Work instructions – Please filter the listing below, copying every line that contains the word "field".

[Dataset rows showing where objects appear]

══════════════════════════════

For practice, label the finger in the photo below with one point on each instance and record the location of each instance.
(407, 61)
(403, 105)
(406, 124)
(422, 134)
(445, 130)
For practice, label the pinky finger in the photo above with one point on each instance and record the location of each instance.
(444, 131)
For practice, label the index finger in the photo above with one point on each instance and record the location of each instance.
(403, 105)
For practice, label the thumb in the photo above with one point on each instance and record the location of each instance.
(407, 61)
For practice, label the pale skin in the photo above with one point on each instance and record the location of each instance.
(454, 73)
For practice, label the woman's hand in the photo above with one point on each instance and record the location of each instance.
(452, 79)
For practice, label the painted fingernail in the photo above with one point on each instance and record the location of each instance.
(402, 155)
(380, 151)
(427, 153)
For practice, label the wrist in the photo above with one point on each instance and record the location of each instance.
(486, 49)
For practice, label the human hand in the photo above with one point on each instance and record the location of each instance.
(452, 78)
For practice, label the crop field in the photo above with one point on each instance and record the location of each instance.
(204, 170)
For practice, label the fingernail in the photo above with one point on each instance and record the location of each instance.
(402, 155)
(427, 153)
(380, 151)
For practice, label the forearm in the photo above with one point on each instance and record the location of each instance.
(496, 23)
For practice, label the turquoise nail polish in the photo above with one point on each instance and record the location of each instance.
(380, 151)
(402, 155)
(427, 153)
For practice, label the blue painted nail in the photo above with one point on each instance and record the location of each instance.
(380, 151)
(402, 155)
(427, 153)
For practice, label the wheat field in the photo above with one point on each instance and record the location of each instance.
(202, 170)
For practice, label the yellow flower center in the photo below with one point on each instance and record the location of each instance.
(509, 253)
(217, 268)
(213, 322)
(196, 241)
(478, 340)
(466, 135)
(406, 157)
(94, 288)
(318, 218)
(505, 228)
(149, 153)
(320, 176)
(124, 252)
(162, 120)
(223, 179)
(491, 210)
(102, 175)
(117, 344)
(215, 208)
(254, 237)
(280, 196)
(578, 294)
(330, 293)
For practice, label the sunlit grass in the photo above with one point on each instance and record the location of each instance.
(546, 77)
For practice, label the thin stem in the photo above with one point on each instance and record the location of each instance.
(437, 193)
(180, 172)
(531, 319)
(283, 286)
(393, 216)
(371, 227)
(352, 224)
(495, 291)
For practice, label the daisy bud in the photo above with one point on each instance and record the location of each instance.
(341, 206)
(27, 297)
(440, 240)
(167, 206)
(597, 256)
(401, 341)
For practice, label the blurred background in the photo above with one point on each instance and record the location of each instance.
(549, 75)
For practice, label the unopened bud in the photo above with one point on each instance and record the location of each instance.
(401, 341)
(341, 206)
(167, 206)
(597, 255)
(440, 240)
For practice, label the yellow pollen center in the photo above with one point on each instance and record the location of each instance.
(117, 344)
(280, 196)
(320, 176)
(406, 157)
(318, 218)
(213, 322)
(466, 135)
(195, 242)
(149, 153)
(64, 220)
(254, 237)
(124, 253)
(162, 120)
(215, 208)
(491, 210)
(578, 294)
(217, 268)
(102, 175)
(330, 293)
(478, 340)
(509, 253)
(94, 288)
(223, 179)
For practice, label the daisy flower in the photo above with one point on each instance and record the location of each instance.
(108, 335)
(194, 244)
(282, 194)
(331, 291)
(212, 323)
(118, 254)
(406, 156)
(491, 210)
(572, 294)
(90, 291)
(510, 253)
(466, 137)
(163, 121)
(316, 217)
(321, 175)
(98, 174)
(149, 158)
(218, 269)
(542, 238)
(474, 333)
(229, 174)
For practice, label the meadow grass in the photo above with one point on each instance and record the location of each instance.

══════════════════════════════

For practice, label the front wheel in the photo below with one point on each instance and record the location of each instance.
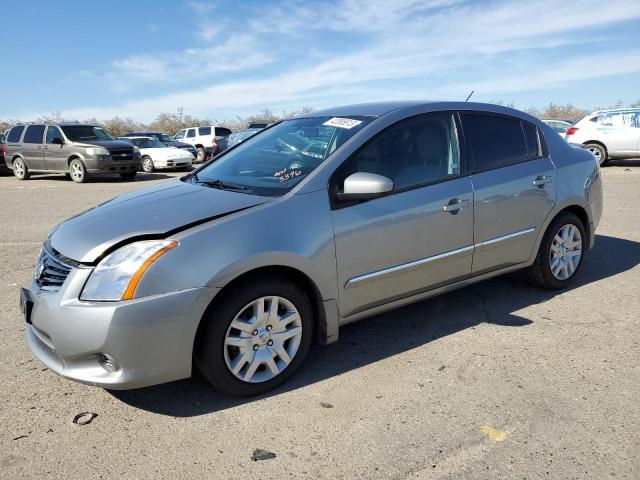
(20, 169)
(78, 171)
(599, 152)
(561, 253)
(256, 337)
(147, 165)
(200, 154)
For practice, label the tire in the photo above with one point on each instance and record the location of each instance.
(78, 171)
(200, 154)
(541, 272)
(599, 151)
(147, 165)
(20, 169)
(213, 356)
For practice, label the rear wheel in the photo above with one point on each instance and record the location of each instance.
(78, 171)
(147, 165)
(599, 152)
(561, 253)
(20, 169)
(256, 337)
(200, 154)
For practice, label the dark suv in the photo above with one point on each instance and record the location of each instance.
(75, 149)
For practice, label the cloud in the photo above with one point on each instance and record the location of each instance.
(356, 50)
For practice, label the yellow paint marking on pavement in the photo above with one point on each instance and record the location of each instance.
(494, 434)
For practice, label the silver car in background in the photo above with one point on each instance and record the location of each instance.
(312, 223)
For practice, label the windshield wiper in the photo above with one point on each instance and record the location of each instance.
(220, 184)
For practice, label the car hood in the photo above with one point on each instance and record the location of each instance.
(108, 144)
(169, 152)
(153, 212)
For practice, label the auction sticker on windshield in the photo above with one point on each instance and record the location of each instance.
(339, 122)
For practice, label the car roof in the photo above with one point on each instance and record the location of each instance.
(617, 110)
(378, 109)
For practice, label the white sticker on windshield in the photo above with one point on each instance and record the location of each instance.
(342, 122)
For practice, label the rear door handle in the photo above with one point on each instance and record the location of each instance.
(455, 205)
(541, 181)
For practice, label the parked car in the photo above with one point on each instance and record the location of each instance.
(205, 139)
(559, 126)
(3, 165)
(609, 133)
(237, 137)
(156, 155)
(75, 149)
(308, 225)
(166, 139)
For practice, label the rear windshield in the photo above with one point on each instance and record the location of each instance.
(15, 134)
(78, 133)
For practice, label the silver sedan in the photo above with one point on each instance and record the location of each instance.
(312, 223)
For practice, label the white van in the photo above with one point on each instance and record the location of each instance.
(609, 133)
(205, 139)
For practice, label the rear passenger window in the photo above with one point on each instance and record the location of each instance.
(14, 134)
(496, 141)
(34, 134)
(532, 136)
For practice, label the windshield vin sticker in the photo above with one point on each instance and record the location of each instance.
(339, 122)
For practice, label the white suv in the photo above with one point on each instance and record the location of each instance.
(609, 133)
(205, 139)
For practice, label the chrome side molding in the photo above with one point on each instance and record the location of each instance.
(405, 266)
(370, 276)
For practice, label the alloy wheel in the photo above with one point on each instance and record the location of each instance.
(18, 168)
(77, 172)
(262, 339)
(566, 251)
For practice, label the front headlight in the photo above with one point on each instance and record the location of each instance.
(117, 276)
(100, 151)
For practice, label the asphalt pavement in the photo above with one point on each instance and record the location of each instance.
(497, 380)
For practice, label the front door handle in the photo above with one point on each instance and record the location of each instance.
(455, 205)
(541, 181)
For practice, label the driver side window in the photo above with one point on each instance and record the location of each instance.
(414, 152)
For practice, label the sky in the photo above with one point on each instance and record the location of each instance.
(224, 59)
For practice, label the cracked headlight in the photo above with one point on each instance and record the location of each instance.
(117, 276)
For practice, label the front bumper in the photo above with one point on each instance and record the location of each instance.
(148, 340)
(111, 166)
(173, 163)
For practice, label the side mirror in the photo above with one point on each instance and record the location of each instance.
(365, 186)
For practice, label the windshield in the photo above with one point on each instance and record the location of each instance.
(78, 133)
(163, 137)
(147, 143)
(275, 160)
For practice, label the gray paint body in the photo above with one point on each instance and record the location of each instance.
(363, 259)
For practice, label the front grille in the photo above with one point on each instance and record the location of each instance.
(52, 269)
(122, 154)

══════════════════════════════

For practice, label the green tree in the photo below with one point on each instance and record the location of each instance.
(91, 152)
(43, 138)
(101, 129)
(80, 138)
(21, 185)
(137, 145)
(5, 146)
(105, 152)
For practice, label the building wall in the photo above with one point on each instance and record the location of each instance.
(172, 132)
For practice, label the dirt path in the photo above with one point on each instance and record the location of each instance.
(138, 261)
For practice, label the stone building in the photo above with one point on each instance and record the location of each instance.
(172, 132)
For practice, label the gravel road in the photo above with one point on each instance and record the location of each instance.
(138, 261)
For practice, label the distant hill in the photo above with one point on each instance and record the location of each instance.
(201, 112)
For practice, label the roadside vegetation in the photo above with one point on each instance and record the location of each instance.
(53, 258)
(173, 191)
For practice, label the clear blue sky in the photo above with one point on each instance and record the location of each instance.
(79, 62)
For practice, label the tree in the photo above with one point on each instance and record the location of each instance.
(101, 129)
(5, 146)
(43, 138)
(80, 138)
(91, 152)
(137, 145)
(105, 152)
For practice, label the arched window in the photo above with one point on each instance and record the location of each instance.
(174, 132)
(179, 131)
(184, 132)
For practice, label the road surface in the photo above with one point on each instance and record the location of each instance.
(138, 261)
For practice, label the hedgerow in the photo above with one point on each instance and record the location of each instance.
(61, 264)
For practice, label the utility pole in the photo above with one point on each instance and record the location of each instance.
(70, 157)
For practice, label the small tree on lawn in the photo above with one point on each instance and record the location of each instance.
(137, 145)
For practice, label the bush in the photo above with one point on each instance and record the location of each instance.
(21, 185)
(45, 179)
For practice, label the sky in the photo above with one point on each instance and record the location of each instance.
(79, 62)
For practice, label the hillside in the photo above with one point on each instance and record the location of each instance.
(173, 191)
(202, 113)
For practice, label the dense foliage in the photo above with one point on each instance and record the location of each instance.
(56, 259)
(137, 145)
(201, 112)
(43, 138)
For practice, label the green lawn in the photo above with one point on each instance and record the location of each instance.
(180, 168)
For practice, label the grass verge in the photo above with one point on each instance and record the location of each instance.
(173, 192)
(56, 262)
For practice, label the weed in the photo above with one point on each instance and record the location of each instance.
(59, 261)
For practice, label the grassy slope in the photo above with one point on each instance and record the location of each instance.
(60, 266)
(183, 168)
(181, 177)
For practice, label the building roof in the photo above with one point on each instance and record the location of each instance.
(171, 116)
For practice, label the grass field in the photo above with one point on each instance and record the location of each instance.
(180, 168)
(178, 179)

══════════════════════════════

Solution for this problem –
For practice, label the crop field in the photo above with one point on each instance and record the location of each instance.
For practice, label the wheat field in the photo above with one point on each instance and record the location of each instance.
For practice, label the grass field in the photo above with one point on each instance and record the location of each instance.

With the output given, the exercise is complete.